**Jobs:**
- 1) Translate this sentence from the Chocolate Hills report into Spanish: "Cagol said guests will need to be entertained in an alternate place around the area while the deck is being repaired."
- 2) In the point-locating entries below, switch "instance" to "object" and leave everything else unchanged.

**Text shown:**

***

Although the epicenter of Tuesday's deadly earthquake in Central Visayas was in Carmen town in Bohol province, no fatality was reported there. The magnitude-7.2 tremor, however, caused damage to Carmen's most famous tourist spot: the iconic Chocolate Hills.

In a report on GMA News TV's “News To Go” on Wednesday, lawyer Eleazar Cagol, Carmen's municipal administrator, said the viewing deck at the Chocolate Hills sustained serious damage from the quake, which also caused landslides on some of the hills.

Cagol said guests will need to be entertained in an alternate place around the area while the deck is being repaired.

“Yung complex mismo na view deck, it's not worthy for business operations. May mga hills na kasama dun sa mavu-view natin na nag-landslide,” said Cagol.

The television report said while the town of Carmen was the epicenter of the earthquake, the Local Disaster Risk Reduction and Management Council has yet to find any casualties there, which Cagol considers to be miraculous.

Latest reports from the National Disaster Risk Reduction and Management Council (NDRRMC) pegged the number of fatalities as of Wednesday at 107. The quake also destroyed several heritage churches in Bohol, some of them more than 300 years old.

***

**The input:**
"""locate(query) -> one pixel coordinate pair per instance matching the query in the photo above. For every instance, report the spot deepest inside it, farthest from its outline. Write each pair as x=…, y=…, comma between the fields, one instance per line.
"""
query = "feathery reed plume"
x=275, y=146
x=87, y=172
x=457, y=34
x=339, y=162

***

**Expected responses:**
- 1) Cagol dijo que los visitantes tendrán que ser atendidos en un lugar alternativo de la zona mientras se repara el mirador.

- 2)
"""locate(query) -> one pixel coordinate pair per object matching the query in the photo above. For every object, report the spot deepest inside it, farthest from its outline. Write each pair as x=…, y=…, comma between the fields, one object per line.
"""
query = "feathery reed plume"
x=275, y=146
x=87, y=172
x=457, y=34
x=339, y=162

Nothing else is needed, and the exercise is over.